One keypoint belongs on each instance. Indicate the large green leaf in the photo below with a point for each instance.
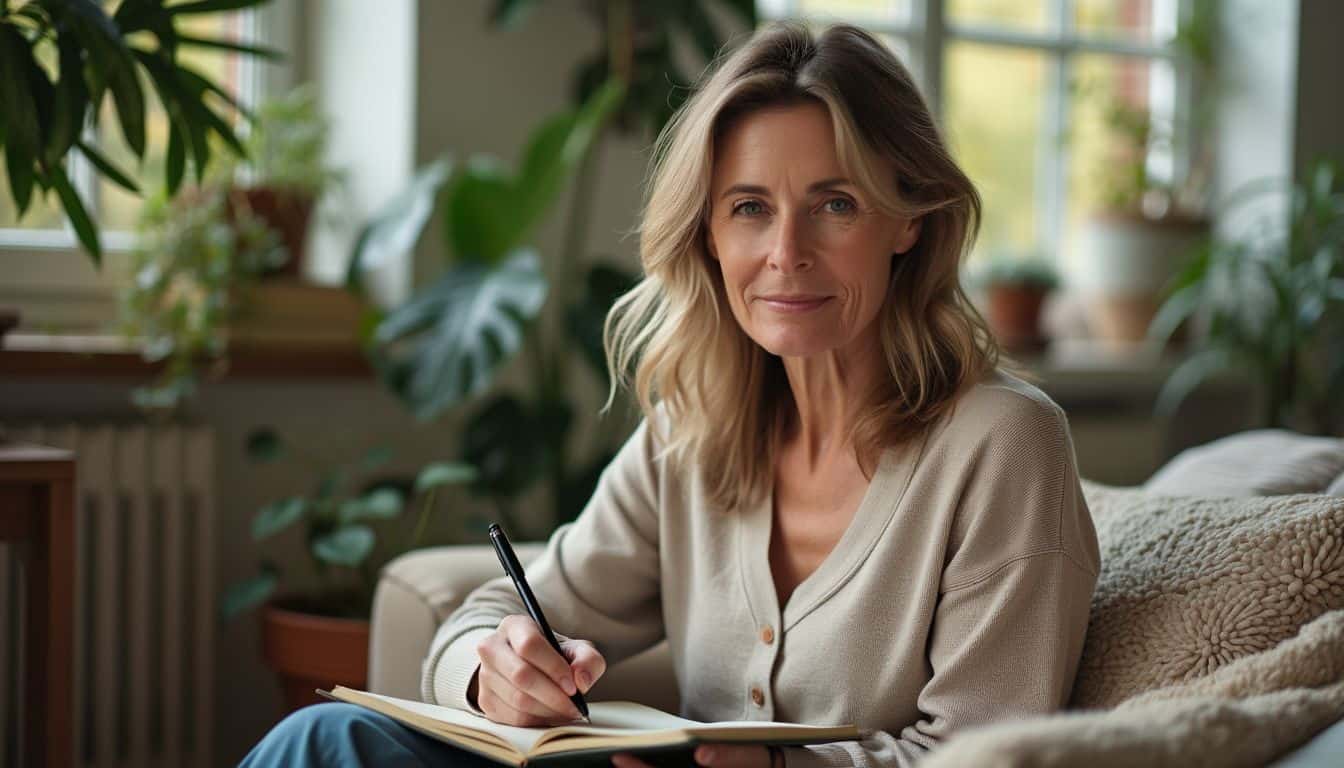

=======

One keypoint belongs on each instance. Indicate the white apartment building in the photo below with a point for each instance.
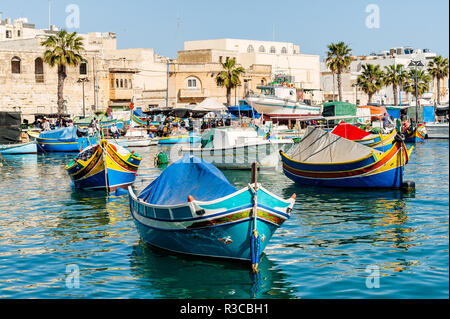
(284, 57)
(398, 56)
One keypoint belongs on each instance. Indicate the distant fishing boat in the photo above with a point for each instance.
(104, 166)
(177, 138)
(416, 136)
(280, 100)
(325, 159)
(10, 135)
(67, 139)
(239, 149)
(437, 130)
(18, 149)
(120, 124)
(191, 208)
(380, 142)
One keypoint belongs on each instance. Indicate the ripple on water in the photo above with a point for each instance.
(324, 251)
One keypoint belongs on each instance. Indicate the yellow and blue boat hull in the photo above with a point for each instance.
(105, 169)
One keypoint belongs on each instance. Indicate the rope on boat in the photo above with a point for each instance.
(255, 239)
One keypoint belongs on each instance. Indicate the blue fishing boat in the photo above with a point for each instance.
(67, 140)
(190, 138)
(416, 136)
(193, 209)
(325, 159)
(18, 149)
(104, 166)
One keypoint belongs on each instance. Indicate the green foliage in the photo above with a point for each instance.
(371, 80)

=======

Directions for this task:
Pull out each line of the material above that contains the string "instance". Matching is case-sensitive.

Task solution:
One keypoint belongs on each instance. Indicate the large green leaf in the photo below with a point for each instance.
One keypoint belongs on each instance. Indicate the white apartment building in the photo below with a point for each instance.
One keypoint belongs on each instance. Indicate the distant fishing boat in the photo above with a point for each instance.
One keypoint belongs on each instance. Indicate the ripple on water in the photo above with a point for each instance.
One keypoint belongs on each instance. Indicate the yellow and blue boat hull in the photo above with a point for each instance.
One keypoint belongs on each instance. Indicate the rope on boat in the photo above with a point for each instance.
One keypoint belongs on each instance. Indicate the blue fishing boat in the photo above with a point for each instance.
One keypoint belongs on each instance. Indicate the green foliage in the photo above with a point for each instance.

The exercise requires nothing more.